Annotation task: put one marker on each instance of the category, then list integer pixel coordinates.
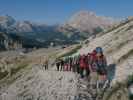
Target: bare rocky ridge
(117, 45)
(86, 21)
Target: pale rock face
(88, 21)
(42, 85)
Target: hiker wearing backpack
(58, 64)
(83, 66)
(45, 64)
(101, 67)
(93, 68)
(61, 65)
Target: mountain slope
(118, 48)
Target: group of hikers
(93, 65)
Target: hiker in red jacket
(97, 66)
(83, 66)
(101, 67)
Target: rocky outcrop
(87, 22)
(117, 43)
(9, 43)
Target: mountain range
(80, 26)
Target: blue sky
(58, 11)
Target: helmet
(99, 50)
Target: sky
(59, 11)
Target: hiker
(58, 64)
(78, 64)
(74, 65)
(93, 69)
(61, 65)
(101, 67)
(83, 66)
(45, 63)
(70, 63)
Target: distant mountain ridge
(88, 22)
(79, 27)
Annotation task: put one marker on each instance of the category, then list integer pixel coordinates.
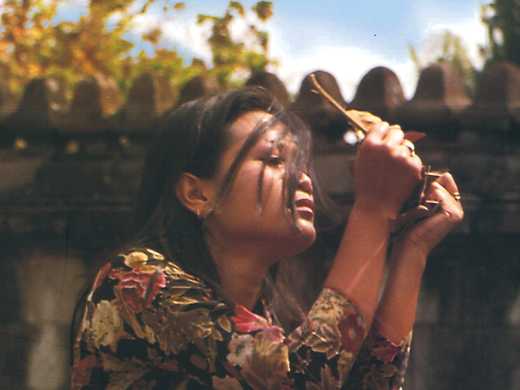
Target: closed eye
(274, 160)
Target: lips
(305, 206)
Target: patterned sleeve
(148, 324)
(381, 364)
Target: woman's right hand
(386, 171)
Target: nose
(305, 183)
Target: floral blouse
(148, 324)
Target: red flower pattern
(246, 321)
(352, 332)
(139, 289)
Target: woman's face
(237, 218)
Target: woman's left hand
(427, 233)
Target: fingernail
(383, 127)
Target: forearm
(396, 312)
(358, 267)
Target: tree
(102, 44)
(447, 48)
(502, 18)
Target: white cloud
(347, 63)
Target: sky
(344, 37)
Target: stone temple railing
(69, 174)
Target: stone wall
(69, 173)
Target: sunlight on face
(255, 208)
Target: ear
(194, 193)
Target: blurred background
(84, 85)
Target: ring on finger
(456, 196)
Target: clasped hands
(387, 171)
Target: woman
(226, 194)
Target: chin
(302, 239)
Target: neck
(241, 272)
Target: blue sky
(344, 37)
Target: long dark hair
(192, 139)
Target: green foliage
(451, 50)
(33, 44)
(230, 56)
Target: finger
(447, 203)
(446, 180)
(394, 136)
(377, 131)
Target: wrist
(371, 209)
(411, 254)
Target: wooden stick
(319, 89)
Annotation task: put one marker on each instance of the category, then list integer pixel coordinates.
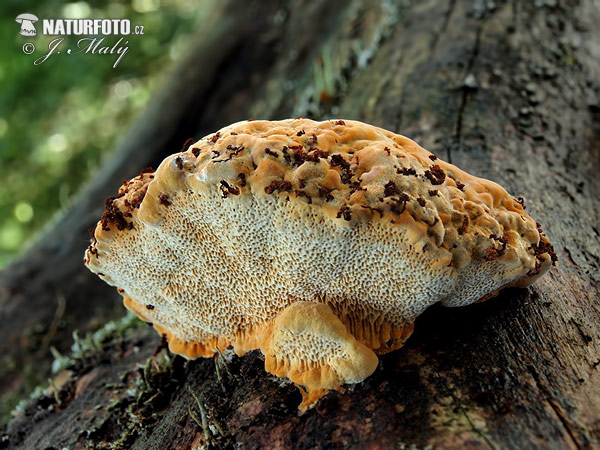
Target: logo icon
(27, 20)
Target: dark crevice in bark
(467, 91)
(438, 35)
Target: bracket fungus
(318, 243)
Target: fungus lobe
(241, 258)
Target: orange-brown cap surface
(254, 229)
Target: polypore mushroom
(318, 243)
(27, 20)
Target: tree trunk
(506, 90)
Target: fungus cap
(317, 242)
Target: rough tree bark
(507, 90)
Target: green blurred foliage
(59, 120)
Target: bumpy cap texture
(215, 244)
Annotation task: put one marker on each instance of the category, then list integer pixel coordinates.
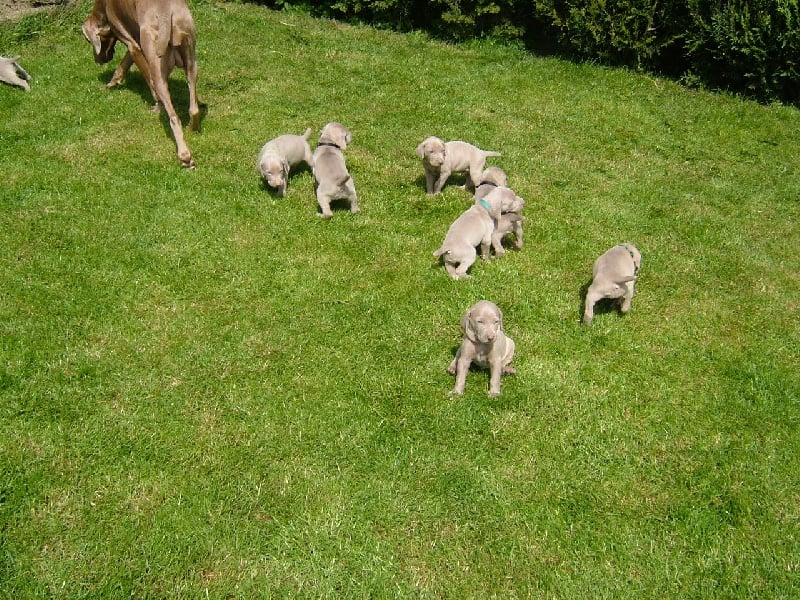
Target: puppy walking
(440, 159)
(280, 155)
(485, 344)
(331, 178)
(614, 276)
(473, 228)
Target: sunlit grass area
(208, 391)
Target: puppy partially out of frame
(280, 155)
(614, 276)
(332, 181)
(485, 344)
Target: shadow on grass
(178, 90)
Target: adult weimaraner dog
(485, 344)
(159, 34)
(613, 276)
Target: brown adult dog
(159, 35)
(485, 344)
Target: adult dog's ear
(100, 37)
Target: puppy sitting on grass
(485, 344)
(614, 276)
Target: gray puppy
(485, 344)
(614, 276)
(510, 222)
(331, 178)
(474, 228)
(280, 155)
(440, 159)
(12, 74)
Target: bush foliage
(744, 46)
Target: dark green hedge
(750, 47)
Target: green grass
(207, 391)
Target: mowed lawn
(207, 391)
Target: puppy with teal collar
(474, 228)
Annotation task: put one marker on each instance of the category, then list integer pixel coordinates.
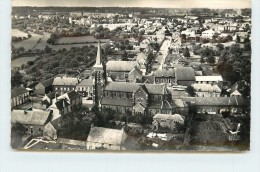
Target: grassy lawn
(18, 62)
(80, 39)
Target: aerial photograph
(131, 76)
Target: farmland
(18, 62)
(18, 33)
(28, 43)
(79, 40)
(40, 41)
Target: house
(85, 87)
(208, 34)
(206, 90)
(119, 70)
(137, 98)
(213, 79)
(100, 138)
(50, 131)
(148, 79)
(64, 84)
(19, 95)
(215, 105)
(135, 75)
(185, 76)
(44, 87)
(66, 103)
(33, 120)
(168, 123)
(166, 76)
(47, 99)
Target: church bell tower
(99, 77)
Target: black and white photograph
(130, 76)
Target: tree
(16, 79)
(211, 59)
(186, 52)
(238, 39)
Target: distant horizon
(212, 4)
(131, 7)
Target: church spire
(98, 59)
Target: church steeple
(98, 58)
(99, 77)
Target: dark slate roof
(106, 135)
(155, 104)
(60, 104)
(221, 101)
(132, 87)
(65, 81)
(86, 82)
(136, 70)
(18, 91)
(52, 95)
(148, 79)
(116, 101)
(121, 65)
(29, 117)
(73, 95)
(47, 82)
(185, 74)
(164, 73)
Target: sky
(138, 3)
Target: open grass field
(81, 39)
(28, 43)
(17, 62)
(18, 33)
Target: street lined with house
(152, 80)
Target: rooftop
(106, 135)
(18, 91)
(121, 65)
(30, 117)
(65, 81)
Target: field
(18, 33)
(40, 41)
(28, 43)
(15, 63)
(77, 40)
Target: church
(129, 97)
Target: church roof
(121, 65)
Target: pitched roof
(65, 81)
(106, 135)
(116, 101)
(185, 74)
(30, 117)
(158, 104)
(136, 70)
(174, 117)
(164, 73)
(60, 104)
(18, 91)
(132, 87)
(47, 82)
(148, 79)
(206, 88)
(121, 65)
(209, 78)
(220, 101)
(85, 82)
(73, 95)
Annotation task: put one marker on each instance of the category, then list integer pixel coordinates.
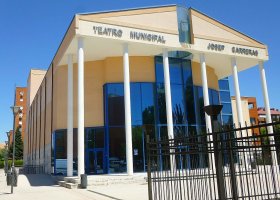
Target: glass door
(95, 161)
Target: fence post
(149, 167)
(232, 168)
(219, 165)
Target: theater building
(120, 75)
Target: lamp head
(15, 109)
(8, 133)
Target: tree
(18, 146)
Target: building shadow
(37, 180)
(104, 195)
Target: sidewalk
(42, 187)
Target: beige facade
(103, 63)
(245, 111)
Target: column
(70, 117)
(242, 155)
(81, 163)
(168, 102)
(268, 114)
(127, 107)
(265, 94)
(205, 91)
(237, 93)
(207, 117)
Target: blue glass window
(225, 96)
(148, 105)
(115, 105)
(227, 108)
(187, 72)
(178, 107)
(135, 99)
(223, 84)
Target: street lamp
(8, 136)
(6, 157)
(15, 110)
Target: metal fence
(238, 163)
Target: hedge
(18, 163)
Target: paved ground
(42, 187)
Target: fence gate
(234, 164)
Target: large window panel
(159, 70)
(225, 96)
(161, 105)
(137, 143)
(190, 104)
(178, 107)
(115, 104)
(148, 104)
(175, 71)
(117, 150)
(227, 108)
(187, 72)
(223, 84)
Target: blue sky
(31, 31)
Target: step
(71, 185)
(62, 183)
(73, 179)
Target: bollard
(9, 178)
(15, 176)
(83, 181)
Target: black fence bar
(240, 163)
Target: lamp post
(6, 157)
(15, 110)
(8, 136)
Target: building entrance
(95, 161)
(95, 151)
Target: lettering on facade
(215, 47)
(107, 31)
(244, 51)
(147, 37)
(134, 35)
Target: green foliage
(2, 154)
(18, 163)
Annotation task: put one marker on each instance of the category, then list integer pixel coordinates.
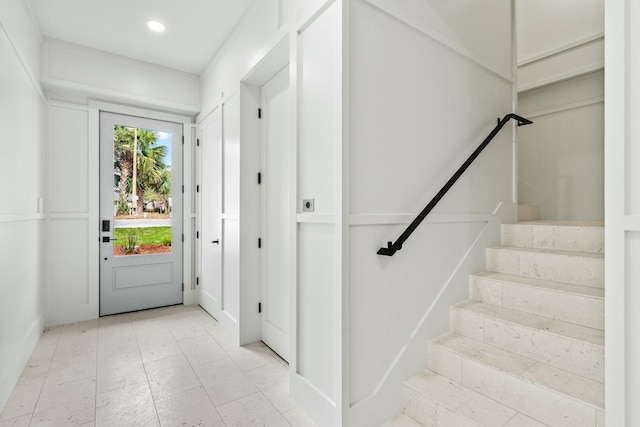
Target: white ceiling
(196, 29)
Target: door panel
(210, 215)
(140, 213)
(275, 195)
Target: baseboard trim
(22, 356)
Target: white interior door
(275, 201)
(211, 297)
(140, 213)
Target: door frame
(95, 107)
(278, 57)
(265, 200)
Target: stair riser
(578, 309)
(560, 238)
(419, 407)
(574, 269)
(527, 213)
(537, 402)
(575, 356)
(429, 413)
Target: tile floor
(172, 366)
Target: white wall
(622, 209)
(372, 146)
(560, 81)
(426, 80)
(22, 284)
(561, 156)
(75, 77)
(88, 72)
(558, 40)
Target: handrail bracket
(393, 247)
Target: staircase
(527, 348)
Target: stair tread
(529, 370)
(550, 252)
(461, 400)
(554, 223)
(553, 326)
(568, 288)
(403, 421)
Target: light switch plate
(308, 205)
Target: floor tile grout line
(144, 367)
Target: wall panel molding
(444, 41)
(27, 70)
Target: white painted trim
(28, 344)
(207, 302)
(25, 67)
(61, 216)
(572, 106)
(390, 382)
(204, 115)
(21, 217)
(425, 316)
(313, 218)
(320, 407)
(311, 15)
(618, 47)
(562, 77)
(447, 43)
(561, 49)
(230, 217)
(140, 112)
(93, 91)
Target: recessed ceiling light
(156, 26)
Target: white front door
(140, 213)
(210, 283)
(276, 216)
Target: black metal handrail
(393, 247)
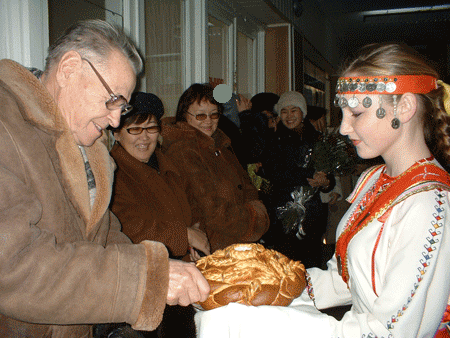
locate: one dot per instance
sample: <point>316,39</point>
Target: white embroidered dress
<point>411,273</point>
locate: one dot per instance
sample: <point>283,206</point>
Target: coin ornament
<point>395,123</point>
<point>390,87</point>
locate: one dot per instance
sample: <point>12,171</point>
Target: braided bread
<point>252,275</point>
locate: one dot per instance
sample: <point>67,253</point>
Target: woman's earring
<point>395,123</point>
<point>380,111</point>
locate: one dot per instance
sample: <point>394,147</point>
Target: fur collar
<point>39,109</point>
<point>174,132</point>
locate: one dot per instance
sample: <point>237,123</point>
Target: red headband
<point>387,84</point>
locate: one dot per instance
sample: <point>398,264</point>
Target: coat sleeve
<point>213,200</point>
<point>140,222</point>
<point>115,234</point>
<point>81,282</point>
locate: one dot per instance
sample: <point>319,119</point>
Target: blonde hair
<point>94,37</point>
<point>400,59</point>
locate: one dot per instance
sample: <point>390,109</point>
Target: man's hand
<point>319,180</point>
<point>243,103</point>
<point>186,284</point>
<point>197,239</point>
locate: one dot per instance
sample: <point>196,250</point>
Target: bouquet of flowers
<point>332,154</point>
<point>335,154</point>
<point>293,213</point>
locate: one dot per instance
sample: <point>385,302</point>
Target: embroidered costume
<point>396,266</point>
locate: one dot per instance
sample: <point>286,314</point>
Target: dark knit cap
<point>147,103</point>
<point>264,101</point>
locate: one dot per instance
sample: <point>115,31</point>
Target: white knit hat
<point>292,98</point>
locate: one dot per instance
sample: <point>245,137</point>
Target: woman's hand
<point>197,239</point>
<point>319,180</point>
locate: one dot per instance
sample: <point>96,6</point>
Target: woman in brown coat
<point>221,195</point>
<point>149,201</point>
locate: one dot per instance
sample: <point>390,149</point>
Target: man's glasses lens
<point>115,102</point>
<point>202,117</point>
<point>139,130</point>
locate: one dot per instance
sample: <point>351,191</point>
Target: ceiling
<point>426,28</point>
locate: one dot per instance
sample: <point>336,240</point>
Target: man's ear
<point>69,65</point>
<point>116,136</point>
<point>407,107</point>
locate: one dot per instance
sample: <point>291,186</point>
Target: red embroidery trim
<point>380,201</point>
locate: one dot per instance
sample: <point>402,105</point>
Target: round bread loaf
<point>252,275</point>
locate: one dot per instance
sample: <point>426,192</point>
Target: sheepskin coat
<point>63,265</point>
<point>150,203</point>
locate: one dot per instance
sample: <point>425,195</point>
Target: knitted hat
<point>291,99</point>
<point>264,101</point>
<point>147,103</point>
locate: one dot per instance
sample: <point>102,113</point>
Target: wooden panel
<point>277,51</point>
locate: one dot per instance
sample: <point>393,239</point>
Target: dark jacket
<point>151,204</point>
<point>255,134</point>
<point>220,193</point>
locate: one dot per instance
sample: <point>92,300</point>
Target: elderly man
<point>64,263</point>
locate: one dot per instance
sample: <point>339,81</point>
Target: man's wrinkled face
<point>83,103</point>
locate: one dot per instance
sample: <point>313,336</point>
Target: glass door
<point>219,47</point>
<point>245,68</point>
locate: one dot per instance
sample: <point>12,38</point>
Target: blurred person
<point>286,163</point>
<point>221,196</point>
<point>392,254</point>
<point>148,199</point>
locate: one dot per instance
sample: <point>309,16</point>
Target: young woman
<point>393,250</point>
<point>220,193</point>
<point>286,164</point>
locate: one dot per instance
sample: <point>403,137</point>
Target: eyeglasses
<point>202,117</point>
<point>139,130</point>
<point>115,102</point>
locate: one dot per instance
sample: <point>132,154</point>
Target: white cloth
<point>412,283</point>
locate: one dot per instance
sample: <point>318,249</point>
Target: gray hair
<point>95,38</point>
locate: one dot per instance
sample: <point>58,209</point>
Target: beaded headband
<point>381,84</point>
<point>393,84</point>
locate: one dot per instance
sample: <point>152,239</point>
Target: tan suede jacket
<point>64,266</point>
<point>220,193</point>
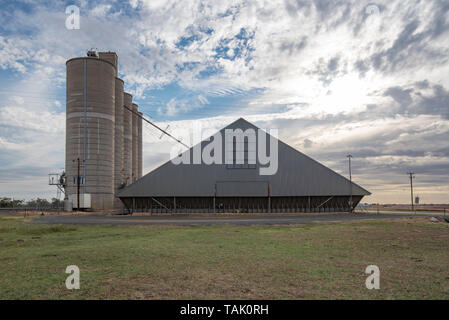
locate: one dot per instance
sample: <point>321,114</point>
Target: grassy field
<point>314,261</point>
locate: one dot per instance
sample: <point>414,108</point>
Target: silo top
<point>90,58</point>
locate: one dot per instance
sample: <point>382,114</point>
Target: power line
<point>160,129</point>
<point>411,175</point>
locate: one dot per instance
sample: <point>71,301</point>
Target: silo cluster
<point>103,137</point>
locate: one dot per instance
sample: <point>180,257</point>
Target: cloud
<point>334,76</point>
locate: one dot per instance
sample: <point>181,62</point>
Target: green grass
<point>314,261</point>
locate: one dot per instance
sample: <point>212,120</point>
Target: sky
<point>370,79</point>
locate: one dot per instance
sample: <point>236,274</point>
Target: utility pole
<point>411,174</point>
<point>350,180</point>
<point>78,185</point>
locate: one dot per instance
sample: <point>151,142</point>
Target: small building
<point>242,180</point>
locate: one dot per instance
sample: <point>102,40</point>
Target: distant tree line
<point>33,203</point>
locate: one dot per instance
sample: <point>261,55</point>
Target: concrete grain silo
<point>135,129</point>
<point>127,139</point>
<point>118,144</point>
<point>90,132</point>
<point>139,146</point>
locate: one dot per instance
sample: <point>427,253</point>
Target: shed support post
<point>215,194</point>
<point>309,204</point>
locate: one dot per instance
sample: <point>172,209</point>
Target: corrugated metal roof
<point>297,175</point>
::::
THE TASK
Transcribe the lines above between the line holding "Target: ceiling" and the line holding "sample: <point>425,195</point>", inclusive, exactly as they stand and with nothing added.

THE COMPLETED TASK
Target: ceiling
<point>426,28</point>
locate: one dot per instance
sample: <point>336,240</point>
Target: man's ear
<point>69,65</point>
<point>116,136</point>
<point>407,107</point>
locate: one dot per instance
sample: <point>291,186</point>
Target: red embroidery trim
<point>380,201</point>
locate: one dot per instance
sample: <point>402,105</point>
Target: round bread loaf
<point>252,275</point>
locate: one dot per instance
sample: <point>426,192</point>
Target: sheepskin coat
<point>63,265</point>
<point>150,203</point>
locate: one dot per instance
sample: <point>425,195</point>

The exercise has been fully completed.